**Passage shown**
▶

The Library Journal has announced its star libraries for 2020, and yes, the Page Public Library is one of them.
The Library Journal is pleased to announce the results of the 13th edition of the LJ Index of Public Library Service. The LJ Index rates U.S. public libraries based on selected per capita output measures.
The 2020 Index derives from data recently released by the Institute of Museum and Library Services.
Page Public Library, or the PPL, plays a critical role in connecting community members to vital resources and programs, they are the heart of the Page community. They are accessible and safe spaces, providing access to huge resources of information and knowledge.
PPL provides free public access to computer and information technology resources; they help people to locate information thus creating better-informed communities; we run programs that promote lifelong learning and literacy in the community; and we build connections between individuals, groups, and government.
“Having the library open has been so vital for the community. We’re able to provide the help and access needed to apply for unemployment and jobs,” said Mikalah Lee, the reference librarian at PPL. “They’re able to do everything they need to at a time where the internet is crucial and not accessible to everyone. Without the library, I feel that a lot of people in our community would be without these resources that are so important. We are very happy to provide our help in these times.”
Library Manager Debbie Winlock said the Page Public Library is not only about books, but it is also about providing for community needs.
“With the support of Lynn Cormier, our community and recreation services director, the library staff is able to think creatively and embrace innovation into our services and programs,” said Debbie Winlock, manager for PPL. “We try to provide services that meet all the needs of the community around us.
“When the library closed its doors to the public in March of 2020, we did not shut down our services. We instituted curbside service which included loaning out material such as books, DVDs, cake pans, and sports equipment. We provided faxing, copying, and notary service.”
Debbie Winlock said shutting down PPL completely would have had a tremendous impact on the community that it serves.
“This is the time when people need us the most,” she added.
PPL gave out 8,989 meals to children 0-18 years of age in 2020. In November and in December, PPL staff gave out 410 backpack meals to families. A total of 979 kids were given toys through the Toy for Tots program in December.
The children’s department also provides take-home activities for children and online storytime.

◀

**Your tasks**
a – Using the article about the Page Public Library, decide whether each statement agrees with it. Answer yes or no for each, and quote the words that decide it.
(i) The LJ Index rates U.S. public libraries on selected per capita output measures.
(ii) When the library closed to the public in March 2020, it stopped all of its services.
(iii) Library staff gave out 410 backpack meals to families in November and December.
b – According to the Page Public Library article, what did the library loan out through curbside service besides books and DVDs?
c – Carry on the article about the Page Public Library from the point where it ends.

**The data**
▶

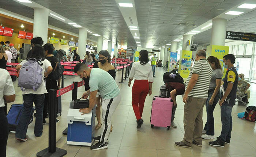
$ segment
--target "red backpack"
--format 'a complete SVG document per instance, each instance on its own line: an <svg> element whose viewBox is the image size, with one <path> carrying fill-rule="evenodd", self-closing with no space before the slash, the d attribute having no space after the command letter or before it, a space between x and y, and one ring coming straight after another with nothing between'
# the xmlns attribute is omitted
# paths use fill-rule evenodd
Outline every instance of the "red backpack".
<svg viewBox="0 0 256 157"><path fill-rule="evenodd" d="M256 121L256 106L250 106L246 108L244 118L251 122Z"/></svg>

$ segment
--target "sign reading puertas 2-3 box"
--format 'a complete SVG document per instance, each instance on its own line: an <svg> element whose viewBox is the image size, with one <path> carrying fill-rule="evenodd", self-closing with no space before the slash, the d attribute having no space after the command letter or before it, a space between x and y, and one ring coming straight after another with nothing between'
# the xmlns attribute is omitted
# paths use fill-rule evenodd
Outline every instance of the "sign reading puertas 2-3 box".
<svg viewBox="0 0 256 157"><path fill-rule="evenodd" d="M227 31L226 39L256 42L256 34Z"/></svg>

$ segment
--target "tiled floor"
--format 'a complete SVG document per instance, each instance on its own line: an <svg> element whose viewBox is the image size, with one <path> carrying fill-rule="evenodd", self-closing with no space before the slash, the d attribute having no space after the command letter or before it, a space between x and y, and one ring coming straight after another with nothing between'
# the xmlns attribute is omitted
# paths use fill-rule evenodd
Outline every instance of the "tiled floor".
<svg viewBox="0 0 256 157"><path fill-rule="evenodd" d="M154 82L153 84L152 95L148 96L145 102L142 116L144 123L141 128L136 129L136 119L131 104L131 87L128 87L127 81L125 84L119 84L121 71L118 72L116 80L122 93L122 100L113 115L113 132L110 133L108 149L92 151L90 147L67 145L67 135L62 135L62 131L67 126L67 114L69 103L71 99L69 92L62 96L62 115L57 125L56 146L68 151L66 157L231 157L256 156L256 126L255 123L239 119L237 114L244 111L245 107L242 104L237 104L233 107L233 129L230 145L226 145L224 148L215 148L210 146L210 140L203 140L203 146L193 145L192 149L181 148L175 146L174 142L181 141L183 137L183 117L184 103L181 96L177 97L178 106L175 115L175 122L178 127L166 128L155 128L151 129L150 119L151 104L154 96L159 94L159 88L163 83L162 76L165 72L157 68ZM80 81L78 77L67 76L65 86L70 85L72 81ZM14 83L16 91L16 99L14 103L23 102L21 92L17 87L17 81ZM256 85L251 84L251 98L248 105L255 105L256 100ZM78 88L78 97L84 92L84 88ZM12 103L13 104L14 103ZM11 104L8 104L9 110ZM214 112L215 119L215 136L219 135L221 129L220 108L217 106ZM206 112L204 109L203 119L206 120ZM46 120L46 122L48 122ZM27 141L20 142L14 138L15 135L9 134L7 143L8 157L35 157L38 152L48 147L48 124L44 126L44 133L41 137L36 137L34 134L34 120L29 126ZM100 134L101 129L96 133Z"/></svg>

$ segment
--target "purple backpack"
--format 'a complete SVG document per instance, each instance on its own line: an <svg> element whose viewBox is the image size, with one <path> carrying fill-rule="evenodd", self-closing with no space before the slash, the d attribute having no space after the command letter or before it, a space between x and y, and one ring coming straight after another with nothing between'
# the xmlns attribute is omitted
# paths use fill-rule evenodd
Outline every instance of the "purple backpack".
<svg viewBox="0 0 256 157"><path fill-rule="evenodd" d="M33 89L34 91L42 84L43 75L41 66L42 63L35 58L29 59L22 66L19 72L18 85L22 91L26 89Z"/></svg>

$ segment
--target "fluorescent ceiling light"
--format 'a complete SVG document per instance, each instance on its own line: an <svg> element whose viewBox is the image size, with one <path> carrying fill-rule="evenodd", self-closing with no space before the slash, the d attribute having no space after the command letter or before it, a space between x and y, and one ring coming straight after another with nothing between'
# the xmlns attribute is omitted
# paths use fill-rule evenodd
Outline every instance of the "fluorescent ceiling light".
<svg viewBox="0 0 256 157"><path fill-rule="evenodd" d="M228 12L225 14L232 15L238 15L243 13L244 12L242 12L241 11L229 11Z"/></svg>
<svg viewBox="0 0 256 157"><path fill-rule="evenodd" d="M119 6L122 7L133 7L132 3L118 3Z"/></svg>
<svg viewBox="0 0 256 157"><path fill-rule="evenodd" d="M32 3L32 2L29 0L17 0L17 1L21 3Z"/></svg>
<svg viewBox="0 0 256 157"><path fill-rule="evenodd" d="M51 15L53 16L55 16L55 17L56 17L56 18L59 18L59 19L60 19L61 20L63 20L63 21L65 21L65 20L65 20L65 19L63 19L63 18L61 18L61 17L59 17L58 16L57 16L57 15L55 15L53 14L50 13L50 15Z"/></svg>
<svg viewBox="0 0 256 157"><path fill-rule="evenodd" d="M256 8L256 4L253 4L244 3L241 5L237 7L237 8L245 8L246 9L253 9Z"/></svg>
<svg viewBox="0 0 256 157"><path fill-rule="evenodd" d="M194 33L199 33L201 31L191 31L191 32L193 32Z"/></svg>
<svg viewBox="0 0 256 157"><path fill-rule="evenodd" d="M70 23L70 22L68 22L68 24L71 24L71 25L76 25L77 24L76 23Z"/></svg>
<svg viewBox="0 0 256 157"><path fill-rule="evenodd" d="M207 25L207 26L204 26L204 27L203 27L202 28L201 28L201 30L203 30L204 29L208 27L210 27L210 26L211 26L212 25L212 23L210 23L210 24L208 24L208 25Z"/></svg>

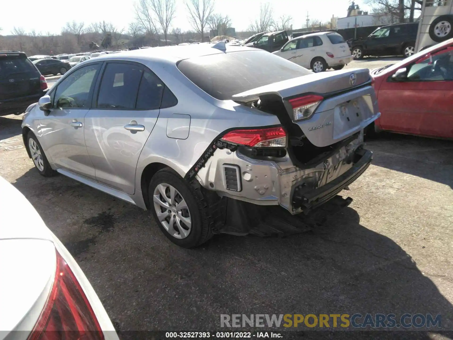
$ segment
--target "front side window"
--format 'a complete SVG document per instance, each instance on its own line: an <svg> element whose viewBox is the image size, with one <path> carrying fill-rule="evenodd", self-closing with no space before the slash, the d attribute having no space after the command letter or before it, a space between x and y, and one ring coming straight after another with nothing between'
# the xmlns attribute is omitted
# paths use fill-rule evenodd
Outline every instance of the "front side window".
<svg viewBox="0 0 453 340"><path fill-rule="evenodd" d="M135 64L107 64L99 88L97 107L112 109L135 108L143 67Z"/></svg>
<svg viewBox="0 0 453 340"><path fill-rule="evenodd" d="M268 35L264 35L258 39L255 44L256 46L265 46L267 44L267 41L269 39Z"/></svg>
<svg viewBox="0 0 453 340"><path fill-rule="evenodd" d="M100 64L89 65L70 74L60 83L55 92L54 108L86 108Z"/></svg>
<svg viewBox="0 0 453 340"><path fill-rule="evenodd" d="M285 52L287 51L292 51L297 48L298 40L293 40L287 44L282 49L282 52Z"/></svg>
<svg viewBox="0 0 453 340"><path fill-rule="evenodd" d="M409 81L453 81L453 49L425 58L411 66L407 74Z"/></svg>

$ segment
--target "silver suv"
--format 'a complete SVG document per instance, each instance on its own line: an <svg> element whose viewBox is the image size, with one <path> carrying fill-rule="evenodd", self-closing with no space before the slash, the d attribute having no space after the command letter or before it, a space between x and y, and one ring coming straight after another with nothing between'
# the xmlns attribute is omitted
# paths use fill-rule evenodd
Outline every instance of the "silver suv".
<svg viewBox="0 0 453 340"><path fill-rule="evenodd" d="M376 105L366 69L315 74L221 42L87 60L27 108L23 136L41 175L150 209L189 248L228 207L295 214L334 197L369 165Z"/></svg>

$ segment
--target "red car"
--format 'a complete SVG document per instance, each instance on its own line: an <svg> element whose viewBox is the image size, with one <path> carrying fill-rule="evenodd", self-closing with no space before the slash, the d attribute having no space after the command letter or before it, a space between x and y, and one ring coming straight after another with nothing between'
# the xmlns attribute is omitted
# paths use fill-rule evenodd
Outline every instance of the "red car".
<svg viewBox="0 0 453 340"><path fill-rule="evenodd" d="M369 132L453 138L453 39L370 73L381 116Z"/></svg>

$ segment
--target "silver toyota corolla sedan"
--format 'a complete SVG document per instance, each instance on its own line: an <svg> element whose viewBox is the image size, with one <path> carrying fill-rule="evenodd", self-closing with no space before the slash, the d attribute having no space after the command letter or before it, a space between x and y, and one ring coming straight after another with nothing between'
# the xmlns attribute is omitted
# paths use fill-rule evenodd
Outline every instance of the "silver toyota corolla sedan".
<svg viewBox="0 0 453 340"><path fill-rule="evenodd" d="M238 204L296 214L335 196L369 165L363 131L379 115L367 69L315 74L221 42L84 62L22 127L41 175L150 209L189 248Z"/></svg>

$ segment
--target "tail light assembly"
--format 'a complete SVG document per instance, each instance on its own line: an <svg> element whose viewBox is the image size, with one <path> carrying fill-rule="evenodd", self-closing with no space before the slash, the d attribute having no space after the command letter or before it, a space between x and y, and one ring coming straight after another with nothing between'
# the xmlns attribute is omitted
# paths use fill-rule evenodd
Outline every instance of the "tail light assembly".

◀

**Answer list**
a –
(i) Yes: "The LJ Index rates U.S. public libraries based on selected per capita output measures."
(ii) No: "When the library closed its doors to the public in March of 2020, we did not shut down our services."
(iii) Yes: "In November and in December, PPL staff gave out 410 backpack meals to families."

b – Cake pans and sports equipment.

c –
Kierra Campbell, the children’s library coordinator said, “Although we miss our in-person programming, activities, and services, now more than ever, our community needs to stay connected. One way we stay connected is through our Facebook live ‘Story Time’ that we do (every) Monday, Wednesday, and (on) Friday at 10 a.m. We also give out meals and give out weekly crafts and activities.
“These are the perfect children-friendly programs that are a great alternative, until we can meet and do the fun things we like to do, in person,” Campbell said.
The PPL received grants to purchase Wi-Fi Mobile Hot Spots and Chrome laptops to loan out to families and students and a virtual engagement toolkit to provide virtual programming.
The grants were to help advance digital equity in Page. Provided by the federal Coronavirus Aid, Relief, and Economic Security (CARES) Act, the funding will be used by the library to expand digital inclusion efforts and provide technical support, especially for workforce development and broadband availability.
“All community members have the right to digital resources like high-speed broadband that are essential for learning, working, and daily life,” Winlock said. “Our library strives to provide barrier-free access to broadband, and this CARES Act grant will put us closer to that goal.
“The communities we serve will benefit tremendously from this funding, and we look forward to implementing new programs and expanding our existing resources to support digital equity for all our patrons.”
The Arizona State Library received the funding from the Institute of Museum and Library Services to support libraries in responding to the coronavirus pandemic.
We look forward to serving our community in 2021.